Data supplied: Begin
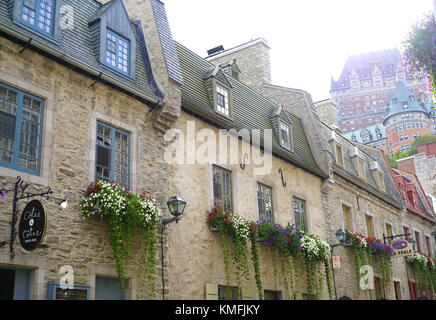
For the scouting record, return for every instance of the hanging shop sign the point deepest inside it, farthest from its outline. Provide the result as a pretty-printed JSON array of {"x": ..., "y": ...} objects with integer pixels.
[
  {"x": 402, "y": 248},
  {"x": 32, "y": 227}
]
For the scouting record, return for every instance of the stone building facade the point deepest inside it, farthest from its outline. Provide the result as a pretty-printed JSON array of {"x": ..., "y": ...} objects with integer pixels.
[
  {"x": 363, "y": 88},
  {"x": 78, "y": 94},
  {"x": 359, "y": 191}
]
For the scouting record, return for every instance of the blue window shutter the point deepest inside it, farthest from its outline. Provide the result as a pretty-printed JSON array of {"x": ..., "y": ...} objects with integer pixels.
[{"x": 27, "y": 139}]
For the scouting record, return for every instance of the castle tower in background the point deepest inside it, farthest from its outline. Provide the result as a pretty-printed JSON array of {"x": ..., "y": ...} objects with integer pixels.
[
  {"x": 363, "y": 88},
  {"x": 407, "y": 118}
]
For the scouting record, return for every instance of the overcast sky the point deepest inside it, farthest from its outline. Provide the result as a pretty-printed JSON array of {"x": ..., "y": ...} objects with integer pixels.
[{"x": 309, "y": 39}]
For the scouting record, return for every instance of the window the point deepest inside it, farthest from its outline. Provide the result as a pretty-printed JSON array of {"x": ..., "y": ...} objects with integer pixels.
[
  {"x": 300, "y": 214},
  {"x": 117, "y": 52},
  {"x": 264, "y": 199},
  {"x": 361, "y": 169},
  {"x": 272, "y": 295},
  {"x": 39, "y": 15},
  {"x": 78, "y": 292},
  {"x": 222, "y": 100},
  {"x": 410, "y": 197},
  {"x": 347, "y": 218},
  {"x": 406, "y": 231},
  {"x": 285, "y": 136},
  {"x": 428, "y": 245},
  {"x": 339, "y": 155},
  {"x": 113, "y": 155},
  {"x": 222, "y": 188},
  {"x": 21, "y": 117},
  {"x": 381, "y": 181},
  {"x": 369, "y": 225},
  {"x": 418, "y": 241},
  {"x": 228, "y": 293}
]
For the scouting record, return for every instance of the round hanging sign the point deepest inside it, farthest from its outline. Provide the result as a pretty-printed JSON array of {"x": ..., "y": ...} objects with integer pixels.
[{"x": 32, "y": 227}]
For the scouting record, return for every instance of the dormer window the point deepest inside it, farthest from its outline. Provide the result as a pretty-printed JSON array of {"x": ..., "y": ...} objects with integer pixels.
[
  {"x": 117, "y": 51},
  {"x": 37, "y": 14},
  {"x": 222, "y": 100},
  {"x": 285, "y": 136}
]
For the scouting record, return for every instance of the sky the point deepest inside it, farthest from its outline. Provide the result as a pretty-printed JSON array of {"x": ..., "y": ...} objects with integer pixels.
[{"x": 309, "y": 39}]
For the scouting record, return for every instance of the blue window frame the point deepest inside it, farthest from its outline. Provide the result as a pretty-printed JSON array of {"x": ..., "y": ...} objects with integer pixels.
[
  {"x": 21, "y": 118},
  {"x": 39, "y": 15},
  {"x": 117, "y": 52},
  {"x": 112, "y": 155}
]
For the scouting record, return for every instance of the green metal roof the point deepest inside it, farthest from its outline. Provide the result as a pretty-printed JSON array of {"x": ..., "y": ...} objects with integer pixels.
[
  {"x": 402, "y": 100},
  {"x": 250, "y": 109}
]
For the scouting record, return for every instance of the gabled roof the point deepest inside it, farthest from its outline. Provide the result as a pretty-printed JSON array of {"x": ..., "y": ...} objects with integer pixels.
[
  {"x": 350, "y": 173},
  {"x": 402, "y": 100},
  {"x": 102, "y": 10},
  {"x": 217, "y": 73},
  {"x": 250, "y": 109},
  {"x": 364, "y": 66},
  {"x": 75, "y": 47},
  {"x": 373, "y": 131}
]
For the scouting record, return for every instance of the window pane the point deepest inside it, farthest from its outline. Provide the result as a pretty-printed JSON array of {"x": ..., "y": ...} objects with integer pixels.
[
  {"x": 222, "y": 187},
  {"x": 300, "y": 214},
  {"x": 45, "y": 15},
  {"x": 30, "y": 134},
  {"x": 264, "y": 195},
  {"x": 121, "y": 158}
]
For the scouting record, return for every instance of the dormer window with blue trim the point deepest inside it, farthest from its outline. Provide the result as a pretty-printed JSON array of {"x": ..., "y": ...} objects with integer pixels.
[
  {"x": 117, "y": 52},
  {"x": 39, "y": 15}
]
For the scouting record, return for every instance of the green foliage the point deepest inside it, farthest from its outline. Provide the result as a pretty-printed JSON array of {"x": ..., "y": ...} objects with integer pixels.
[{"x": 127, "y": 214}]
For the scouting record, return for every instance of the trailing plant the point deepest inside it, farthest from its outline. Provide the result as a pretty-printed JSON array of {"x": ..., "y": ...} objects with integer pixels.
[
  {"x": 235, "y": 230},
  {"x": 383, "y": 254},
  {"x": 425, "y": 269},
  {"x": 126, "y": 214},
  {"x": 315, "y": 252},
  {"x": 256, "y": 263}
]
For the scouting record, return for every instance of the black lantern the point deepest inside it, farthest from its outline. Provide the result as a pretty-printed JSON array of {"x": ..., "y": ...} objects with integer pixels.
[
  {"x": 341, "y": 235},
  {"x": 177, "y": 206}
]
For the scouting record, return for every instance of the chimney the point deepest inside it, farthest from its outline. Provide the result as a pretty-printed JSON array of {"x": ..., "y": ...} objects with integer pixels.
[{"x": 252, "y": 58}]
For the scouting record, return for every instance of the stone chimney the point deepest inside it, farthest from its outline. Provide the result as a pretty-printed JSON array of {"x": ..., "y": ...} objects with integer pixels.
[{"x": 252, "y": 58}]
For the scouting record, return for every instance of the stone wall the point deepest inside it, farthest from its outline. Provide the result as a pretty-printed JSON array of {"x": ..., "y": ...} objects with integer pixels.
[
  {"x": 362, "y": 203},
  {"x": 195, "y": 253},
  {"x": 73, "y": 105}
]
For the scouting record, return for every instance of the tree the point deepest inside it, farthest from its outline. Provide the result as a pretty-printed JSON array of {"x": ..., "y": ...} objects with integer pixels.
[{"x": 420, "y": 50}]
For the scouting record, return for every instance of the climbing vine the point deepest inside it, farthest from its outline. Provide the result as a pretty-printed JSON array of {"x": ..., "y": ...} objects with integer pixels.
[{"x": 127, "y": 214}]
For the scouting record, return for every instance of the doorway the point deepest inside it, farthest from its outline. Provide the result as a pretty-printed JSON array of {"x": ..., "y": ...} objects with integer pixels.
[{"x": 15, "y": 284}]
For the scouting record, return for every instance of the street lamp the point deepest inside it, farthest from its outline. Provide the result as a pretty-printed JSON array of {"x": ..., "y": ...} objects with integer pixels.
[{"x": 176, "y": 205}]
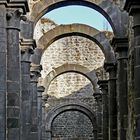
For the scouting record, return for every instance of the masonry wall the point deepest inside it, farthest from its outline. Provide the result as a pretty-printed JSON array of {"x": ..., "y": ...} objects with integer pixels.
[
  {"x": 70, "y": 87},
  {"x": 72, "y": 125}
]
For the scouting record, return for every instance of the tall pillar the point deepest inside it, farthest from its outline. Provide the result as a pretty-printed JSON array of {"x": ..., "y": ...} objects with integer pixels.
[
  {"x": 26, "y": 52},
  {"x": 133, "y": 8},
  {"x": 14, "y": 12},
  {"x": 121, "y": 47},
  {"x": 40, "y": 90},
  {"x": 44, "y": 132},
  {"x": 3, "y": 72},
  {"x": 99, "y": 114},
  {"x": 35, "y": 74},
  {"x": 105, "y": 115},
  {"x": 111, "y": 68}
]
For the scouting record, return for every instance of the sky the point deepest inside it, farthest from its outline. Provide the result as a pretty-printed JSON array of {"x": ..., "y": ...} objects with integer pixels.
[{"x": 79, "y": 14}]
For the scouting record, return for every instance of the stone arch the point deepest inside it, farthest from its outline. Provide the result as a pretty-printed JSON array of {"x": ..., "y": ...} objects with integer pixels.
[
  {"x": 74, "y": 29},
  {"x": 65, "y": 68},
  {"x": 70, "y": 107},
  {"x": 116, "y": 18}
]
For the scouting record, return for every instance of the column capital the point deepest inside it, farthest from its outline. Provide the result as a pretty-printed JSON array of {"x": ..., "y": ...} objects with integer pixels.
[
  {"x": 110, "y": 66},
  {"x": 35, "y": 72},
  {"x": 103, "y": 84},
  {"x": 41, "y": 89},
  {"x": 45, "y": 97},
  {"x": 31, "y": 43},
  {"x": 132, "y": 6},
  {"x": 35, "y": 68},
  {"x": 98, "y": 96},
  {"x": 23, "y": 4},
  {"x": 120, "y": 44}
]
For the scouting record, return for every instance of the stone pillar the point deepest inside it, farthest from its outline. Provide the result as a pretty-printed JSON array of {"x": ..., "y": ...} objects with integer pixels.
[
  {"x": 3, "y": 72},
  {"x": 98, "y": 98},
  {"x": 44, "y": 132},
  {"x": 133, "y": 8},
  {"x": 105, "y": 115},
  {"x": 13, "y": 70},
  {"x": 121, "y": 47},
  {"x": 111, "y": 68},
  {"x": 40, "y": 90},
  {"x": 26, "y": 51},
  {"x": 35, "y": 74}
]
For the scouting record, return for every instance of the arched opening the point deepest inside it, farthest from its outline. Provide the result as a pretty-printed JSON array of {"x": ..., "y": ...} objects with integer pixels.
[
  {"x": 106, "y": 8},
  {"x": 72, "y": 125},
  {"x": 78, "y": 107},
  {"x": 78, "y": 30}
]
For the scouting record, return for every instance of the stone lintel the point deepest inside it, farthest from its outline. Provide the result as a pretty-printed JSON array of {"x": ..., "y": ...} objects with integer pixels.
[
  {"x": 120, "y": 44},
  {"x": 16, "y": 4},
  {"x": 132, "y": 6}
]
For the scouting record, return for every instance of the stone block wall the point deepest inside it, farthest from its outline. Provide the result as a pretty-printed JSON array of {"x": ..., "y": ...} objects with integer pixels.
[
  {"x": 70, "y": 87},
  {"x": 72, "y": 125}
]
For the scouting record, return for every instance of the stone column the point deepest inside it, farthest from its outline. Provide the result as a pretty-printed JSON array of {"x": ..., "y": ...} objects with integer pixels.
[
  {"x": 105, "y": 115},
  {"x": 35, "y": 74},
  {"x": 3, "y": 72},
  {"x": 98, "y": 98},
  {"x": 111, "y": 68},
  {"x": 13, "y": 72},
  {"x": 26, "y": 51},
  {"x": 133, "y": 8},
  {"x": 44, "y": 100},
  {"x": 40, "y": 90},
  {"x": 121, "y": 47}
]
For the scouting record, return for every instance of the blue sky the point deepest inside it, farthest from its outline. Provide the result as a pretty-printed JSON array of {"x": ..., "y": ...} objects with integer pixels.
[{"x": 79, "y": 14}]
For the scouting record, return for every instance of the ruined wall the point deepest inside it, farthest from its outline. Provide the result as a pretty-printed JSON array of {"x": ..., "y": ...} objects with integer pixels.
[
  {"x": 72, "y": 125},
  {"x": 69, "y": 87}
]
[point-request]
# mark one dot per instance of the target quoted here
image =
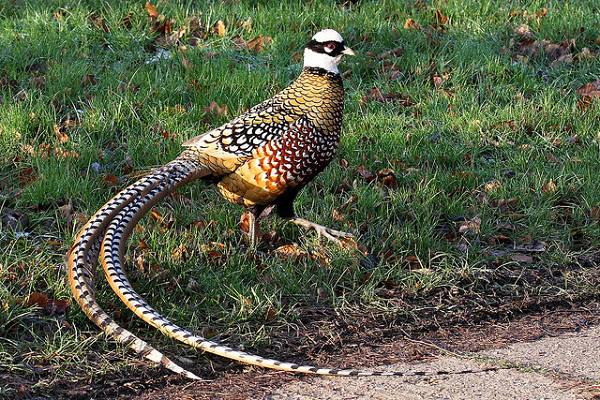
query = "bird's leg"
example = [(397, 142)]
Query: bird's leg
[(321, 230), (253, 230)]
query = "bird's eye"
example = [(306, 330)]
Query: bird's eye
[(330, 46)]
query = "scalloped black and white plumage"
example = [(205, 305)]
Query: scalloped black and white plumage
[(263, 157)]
Data supplied: End
= Task to complete =
Starting at the line that contains "the stone block", please write out every line to the end of the entries, inclusive, copied exactly and with pictures omitted.

= The answer =
For the scouting record, return for every instance of the stone block wall the point deepest inside it, farthest from its outline. Provide the result as a pretty-printed JSON array of {"x": ..., "y": ...} objects with integer pixels.
[
  {"x": 70, "y": 87},
  {"x": 72, "y": 125}
]
For the scouting record, return for every instance of the stone column the point deepest inside it, farthest from its outline. Provide the result as a pretty-printed JSON array of {"x": ..., "y": ...} objects with integer pixels.
[
  {"x": 105, "y": 115},
  {"x": 35, "y": 74},
  {"x": 3, "y": 72},
  {"x": 98, "y": 98},
  {"x": 111, "y": 68},
  {"x": 13, "y": 72},
  {"x": 26, "y": 51},
  {"x": 133, "y": 8},
  {"x": 44, "y": 100},
  {"x": 40, "y": 90},
  {"x": 121, "y": 47}
]
For the scouting record, return for every instance of the blue sky the point deepest inside it, farthest from its outline. Provide the result as a pretty-printed JSON array of {"x": ..., "y": ...} objects with integer pixels.
[{"x": 79, "y": 14}]
For the scouting record, return for every instance of the ruined wall the point deepest inside it, farthest from its outline. Provide the result as a pretty-printed JSON array of {"x": ..., "y": ...} objects with integer pixels.
[
  {"x": 72, "y": 125},
  {"x": 69, "y": 87}
]
[point-request]
# mark one dot per instance of the target quoted here
image =
query = "bird's leg"
example = [(397, 142)]
Query: bird's leg
[(321, 230), (253, 230)]
query = "bird's eye"
example = [(306, 330)]
Query: bird's eye
[(330, 46)]
query = "scalloped black and white plumage"
example = [(205, 305)]
Query: scalloped black and white plumage
[(263, 157)]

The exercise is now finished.